## TASK PROMPT
Could you repeat all of the entries below, character for character?

Point localization data
┄┄┄┄┄┄┄┄┄┄

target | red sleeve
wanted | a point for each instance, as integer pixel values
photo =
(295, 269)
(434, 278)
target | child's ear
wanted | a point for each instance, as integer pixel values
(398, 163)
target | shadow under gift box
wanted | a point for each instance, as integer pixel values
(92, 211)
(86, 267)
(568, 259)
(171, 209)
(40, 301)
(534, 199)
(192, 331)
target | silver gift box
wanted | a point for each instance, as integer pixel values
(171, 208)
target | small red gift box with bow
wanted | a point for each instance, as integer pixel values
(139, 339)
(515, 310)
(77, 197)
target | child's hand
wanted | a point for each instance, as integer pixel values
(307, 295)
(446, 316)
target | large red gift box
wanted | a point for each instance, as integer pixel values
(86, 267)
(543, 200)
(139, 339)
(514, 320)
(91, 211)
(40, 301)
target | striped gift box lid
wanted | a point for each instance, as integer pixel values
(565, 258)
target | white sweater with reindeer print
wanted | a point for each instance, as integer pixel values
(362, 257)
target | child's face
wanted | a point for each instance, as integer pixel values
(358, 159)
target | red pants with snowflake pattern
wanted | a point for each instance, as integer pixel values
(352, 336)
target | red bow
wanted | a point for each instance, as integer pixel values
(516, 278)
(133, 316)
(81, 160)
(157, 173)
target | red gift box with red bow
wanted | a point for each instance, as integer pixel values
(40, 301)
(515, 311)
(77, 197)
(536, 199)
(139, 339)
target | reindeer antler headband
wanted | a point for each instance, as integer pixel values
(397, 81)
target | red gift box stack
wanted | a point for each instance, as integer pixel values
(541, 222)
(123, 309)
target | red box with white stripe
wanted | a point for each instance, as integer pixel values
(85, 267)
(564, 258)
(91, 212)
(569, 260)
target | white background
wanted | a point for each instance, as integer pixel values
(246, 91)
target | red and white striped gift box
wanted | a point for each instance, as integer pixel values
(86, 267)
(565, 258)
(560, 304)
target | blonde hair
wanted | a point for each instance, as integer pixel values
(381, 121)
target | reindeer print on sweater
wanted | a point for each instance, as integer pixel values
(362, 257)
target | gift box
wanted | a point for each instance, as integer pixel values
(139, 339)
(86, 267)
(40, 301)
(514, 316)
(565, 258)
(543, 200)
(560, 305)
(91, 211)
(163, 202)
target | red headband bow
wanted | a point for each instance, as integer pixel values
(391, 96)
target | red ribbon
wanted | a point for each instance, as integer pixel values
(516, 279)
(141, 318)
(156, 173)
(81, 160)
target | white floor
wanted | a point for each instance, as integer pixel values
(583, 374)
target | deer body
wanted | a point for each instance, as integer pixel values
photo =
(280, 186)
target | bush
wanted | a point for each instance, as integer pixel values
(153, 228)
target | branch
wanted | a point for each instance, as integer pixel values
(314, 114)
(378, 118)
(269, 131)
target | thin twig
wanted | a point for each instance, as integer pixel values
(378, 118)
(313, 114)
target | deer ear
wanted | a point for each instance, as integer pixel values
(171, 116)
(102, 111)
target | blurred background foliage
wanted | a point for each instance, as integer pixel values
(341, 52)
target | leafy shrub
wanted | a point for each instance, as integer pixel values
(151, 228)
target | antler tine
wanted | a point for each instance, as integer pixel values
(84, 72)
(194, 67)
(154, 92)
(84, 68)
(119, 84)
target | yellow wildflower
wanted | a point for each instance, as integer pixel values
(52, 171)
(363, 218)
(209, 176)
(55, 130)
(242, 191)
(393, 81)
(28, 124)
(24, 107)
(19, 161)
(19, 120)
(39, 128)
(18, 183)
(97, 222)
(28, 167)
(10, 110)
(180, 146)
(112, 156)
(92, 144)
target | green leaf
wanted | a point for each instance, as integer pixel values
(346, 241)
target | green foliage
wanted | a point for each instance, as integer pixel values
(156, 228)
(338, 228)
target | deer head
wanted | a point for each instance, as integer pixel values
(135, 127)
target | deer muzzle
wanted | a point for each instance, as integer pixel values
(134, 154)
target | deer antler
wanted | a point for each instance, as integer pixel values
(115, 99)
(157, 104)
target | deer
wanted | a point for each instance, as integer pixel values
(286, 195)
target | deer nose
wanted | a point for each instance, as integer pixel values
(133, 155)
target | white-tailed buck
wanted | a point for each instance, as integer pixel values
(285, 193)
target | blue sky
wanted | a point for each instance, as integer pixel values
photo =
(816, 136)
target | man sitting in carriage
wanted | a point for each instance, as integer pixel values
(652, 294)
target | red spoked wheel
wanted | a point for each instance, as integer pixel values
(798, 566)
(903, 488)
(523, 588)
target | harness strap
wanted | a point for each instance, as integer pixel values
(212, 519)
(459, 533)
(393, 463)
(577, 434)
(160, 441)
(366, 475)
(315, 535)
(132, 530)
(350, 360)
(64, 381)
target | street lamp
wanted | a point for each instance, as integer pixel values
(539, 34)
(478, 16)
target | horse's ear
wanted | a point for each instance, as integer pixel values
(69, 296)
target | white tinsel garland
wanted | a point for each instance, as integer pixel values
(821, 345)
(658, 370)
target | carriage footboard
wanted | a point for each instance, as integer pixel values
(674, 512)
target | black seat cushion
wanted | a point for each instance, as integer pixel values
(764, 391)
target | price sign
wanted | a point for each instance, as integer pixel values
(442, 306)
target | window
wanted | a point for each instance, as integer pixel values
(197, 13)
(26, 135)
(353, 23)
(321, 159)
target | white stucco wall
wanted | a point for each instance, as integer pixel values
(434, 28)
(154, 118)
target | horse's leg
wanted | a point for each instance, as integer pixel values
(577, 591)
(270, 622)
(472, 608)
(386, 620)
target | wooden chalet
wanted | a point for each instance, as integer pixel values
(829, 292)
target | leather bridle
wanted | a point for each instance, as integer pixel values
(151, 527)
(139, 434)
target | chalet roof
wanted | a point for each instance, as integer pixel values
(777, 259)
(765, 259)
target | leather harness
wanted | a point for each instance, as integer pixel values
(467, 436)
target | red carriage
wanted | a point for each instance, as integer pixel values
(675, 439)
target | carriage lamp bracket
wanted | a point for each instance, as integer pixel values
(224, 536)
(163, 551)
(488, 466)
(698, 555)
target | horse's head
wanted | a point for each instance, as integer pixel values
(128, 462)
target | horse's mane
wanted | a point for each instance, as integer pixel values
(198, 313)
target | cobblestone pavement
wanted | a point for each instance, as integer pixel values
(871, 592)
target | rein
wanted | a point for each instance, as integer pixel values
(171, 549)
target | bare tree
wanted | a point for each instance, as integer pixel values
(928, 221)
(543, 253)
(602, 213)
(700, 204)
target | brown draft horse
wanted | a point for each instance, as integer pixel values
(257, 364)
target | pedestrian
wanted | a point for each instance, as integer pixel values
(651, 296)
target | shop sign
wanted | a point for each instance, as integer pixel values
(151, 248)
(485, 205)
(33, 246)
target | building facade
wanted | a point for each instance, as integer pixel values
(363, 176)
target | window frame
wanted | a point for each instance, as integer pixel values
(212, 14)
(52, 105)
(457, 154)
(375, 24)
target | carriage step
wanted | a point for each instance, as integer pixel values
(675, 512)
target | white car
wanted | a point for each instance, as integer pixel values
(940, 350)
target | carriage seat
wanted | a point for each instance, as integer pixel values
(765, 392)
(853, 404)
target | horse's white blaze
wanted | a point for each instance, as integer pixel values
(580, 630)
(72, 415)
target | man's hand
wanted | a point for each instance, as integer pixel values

┄┄┄┄┄┄┄┄┄┄

## ANSWER FOR THE TASK
target | red sleeve
wanted | a point for each instance, as integer pixel values
photo =
(295, 269)
(434, 278)
target | child's ear
wanted | a point for each instance, as integer pixel values
(398, 163)
target | shadow under gift box
wanted | a point for each instance, as integer pixel values
(92, 211)
(86, 267)
(568, 259)
(171, 209)
(40, 301)
(534, 199)
(192, 331)
target | silver gift box
wanted | a point for each instance, as integer pixel values
(171, 208)
target | small red gift box with bow
wanted | a point for each instance, as integer pixel values
(139, 339)
(515, 310)
(77, 197)
target | child's hand
wanted | a point for each instance, as integer pixel values
(307, 295)
(446, 316)
target | large red gift box
wanted | a point for each instance, as integer pixel values
(86, 267)
(543, 200)
(139, 339)
(514, 320)
(91, 211)
(40, 301)
target | striped gift box lid
wanted | a point for each instance, as integer pixel values
(565, 258)
target | white sweater with reindeer print
wanted | a point for each instance, as integer pixel values
(362, 257)
target | child's face
wanted | a point for each instance, as integer pixel values
(358, 159)
target | red pants with snowflake pattern
wanted | a point for each instance, as integer pixel values
(352, 336)
target | red bow
wanted | a point for each instance, as integer pixel values
(516, 278)
(133, 316)
(81, 160)
(157, 173)
target | red gift box with red bow
wanted | a point for each instance, as integer pixel values
(40, 301)
(515, 311)
(77, 197)
(536, 199)
(139, 339)
target | reindeer antler headband
wanted | a point for each instance, as integer pixel values
(397, 81)
target | red gift box stack
wanted | a point for each instance, as integer pixel values
(541, 222)
(123, 309)
target | red box with white stripe
wanted | a point for each instance, as integer pixel values
(85, 267)
(564, 258)
(91, 212)
(569, 260)
target | white background
wanted | a point for each instance, as integer pixel values
(246, 91)
target | red and white striped gift box
wanted | a point for each instance, as integer pixel values
(86, 267)
(565, 258)
(560, 304)
target | blonde hair
wanted | a point for each instance, as integer pixel values
(381, 121)
target | reindeer print on sweater
wanted | a point for each instance, as integer pixel values
(362, 257)
target | gift box
wanted | a point for each instance, as integer pixel values
(139, 339)
(86, 267)
(40, 301)
(514, 316)
(565, 258)
(543, 200)
(560, 305)
(91, 211)
(163, 202)
target | red headband bow
wanted | a point for each instance, as integer pixel values
(391, 96)
target | red ribbon
wanted | a point for each instance, as integer pixel values
(516, 279)
(141, 318)
(156, 173)
(81, 160)
target | white floor
wanted | a point for each instance, as integer pixel values
(583, 374)
target | deer body
wanted | a point for each instance, as integer pixel values
photo =
(280, 186)
target | bush
wanted | a point for each instance, as integer pixel values
(153, 228)
target | branch
wanted | a point for each instance, as integer pixel values
(314, 114)
(378, 118)
(269, 131)
target | thin twig
wanted | a point for each instance, as integer pixel values
(378, 118)
(313, 114)
target | deer ear
wanted | a point for each instance, as integer pixel values
(171, 116)
(102, 111)
target | blurred background foliage
wanted | a point for each instance, as integer pixel values
(341, 52)
target | leafy shrub
wanted | a point for each instance, as integer pixel values
(151, 228)
target | antler tine
wanted | a point for each instance, as integer pixel values
(84, 72)
(194, 67)
(154, 92)
(84, 68)
(119, 84)
target | yellow wildflower
wanted | a point for each instance, as integer pixel values
(52, 171)
(363, 218)
(209, 176)
(55, 130)
(242, 191)
(393, 81)
(28, 124)
(24, 107)
(19, 161)
(19, 120)
(39, 128)
(18, 183)
(97, 222)
(28, 167)
(10, 110)
(180, 146)
(112, 156)
(92, 144)
target | green leaf
wanted | a point for each instance, as integer pixel values
(346, 241)
target | green foliage
wanted | a point for each instance, as integer pixel values
(156, 228)
(338, 228)
target | deer head
wanted | a point for each instance, as integer pixel values
(135, 127)
target | deer muzzle
wanted | a point for each instance, as integer pixel values
(134, 154)
target | deer antler
wanted | a point for each instance, as integer pixel values
(115, 99)
(157, 104)
target | deer
wanted | a point for each instance, as integer pixel values
(286, 195)
target | deer nose
wanted | a point for each instance, as integer pixel values
(133, 155)
target | white-tailed buck
wanted | a point for each instance, as integer pixel values
(285, 193)
target | blue sky
wanted | a point for each instance, as integer pixel values
photo =
(816, 136)
target | man sitting in carriage
wanted | a point for each instance, as integer pixel values
(652, 294)
target | red spoked wheel
wanted | a point for each instance, as integer pixel values
(798, 566)
(903, 488)
(523, 588)
target | harness strap
wanted | a point for each instance, as integer pixel values
(212, 519)
(459, 533)
(393, 463)
(577, 434)
(160, 441)
(366, 475)
(315, 535)
(132, 530)
(350, 360)
(64, 381)
target | street lamp
wanted | a point for each instance, as integer pixel values
(539, 34)
(478, 16)
target | horse's ear
wanted | a point for each instance, as integer pixel values
(69, 296)
target | white tinsel garland
wanted | a point for each instance, as integer pixel values
(821, 345)
(658, 370)
target | carriage footboard
wanted | a point for each instance, as integer pixel values
(674, 512)
target | black seat cushion
wanted | a point for each instance, as integer pixel values
(764, 391)
target | price sign
wanted | a point for each instance, as integer pixel values
(442, 306)
target | window
wanted | a point for each instance, as integer pixel values
(197, 13)
(26, 135)
(353, 23)
(321, 159)
target | white stucco wall
wanted | a point for each instance, as integer pixel values
(434, 28)
(154, 118)
target | horse's leg
wanted | a point for each instance, as integer pixel values
(577, 591)
(270, 622)
(472, 608)
(386, 620)
target | wooden chalet
wanted | a point for each instance, as integer pixel values
(829, 292)
target | leather bridle
wanted | a point for each instance, as integer pixel values
(151, 527)
(139, 434)
target | chalet roof
wanted | a point for each instance, as integer pixel values
(777, 259)
(765, 259)
target | leather harness
wanted | a point for each instance, as integer pixel values
(467, 436)
target | red carriage
wanted | a point for each instance, as integer pixel values
(675, 439)
target | carriage lamp bracket
wanted | a point for each instance, as integer pixel values
(224, 536)
(163, 551)
(488, 466)
(698, 555)
target | horse's head
wanted | a point for each instance, as integer pixel values
(128, 462)
target | horse's mane
wanted | a point for each instance, as integer pixel values
(198, 313)
target | cobblestone pavement
wanted | a point for each instance, as integer pixel values
(871, 592)
target | rein
wanted | a point for each instance, as integer pixel values
(171, 549)
target | bare tree
wanted | a point for each instance, as integer pixel values
(928, 221)
(543, 253)
(602, 213)
(700, 204)
target | brown draft horse
wanted | a point for each instance, as integer pixel values
(257, 364)
target | pedestrian
wanted | a point for each instance, as integer pixel values
(651, 296)
target | shop sign
wanted | a point for each instance, as integer pixel values
(151, 248)
(485, 205)
(33, 246)
target | building facade
wanted | a point for each instance, as integer pixel values
(363, 176)
target | window frame
wanted | a point for each instance, as integer pixel values
(212, 14)
(52, 105)
(457, 154)
(375, 24)
target | carriage step
wanted | a point for each instance, as integer pixel values
(675, 512)
target | white car
wanted | a point for each instance, as integer pixel values
(940, 350)
target | carriage seat
wanted | a point for each instance, as integer pixel values
(765, 392)
(853, 404)
target | horse's white blaze
wanted | a point for each instance, as integer pixel values
(580, 630)
(72, 415)
target | man's hand
wanted | a point for each instance, as integer pixel values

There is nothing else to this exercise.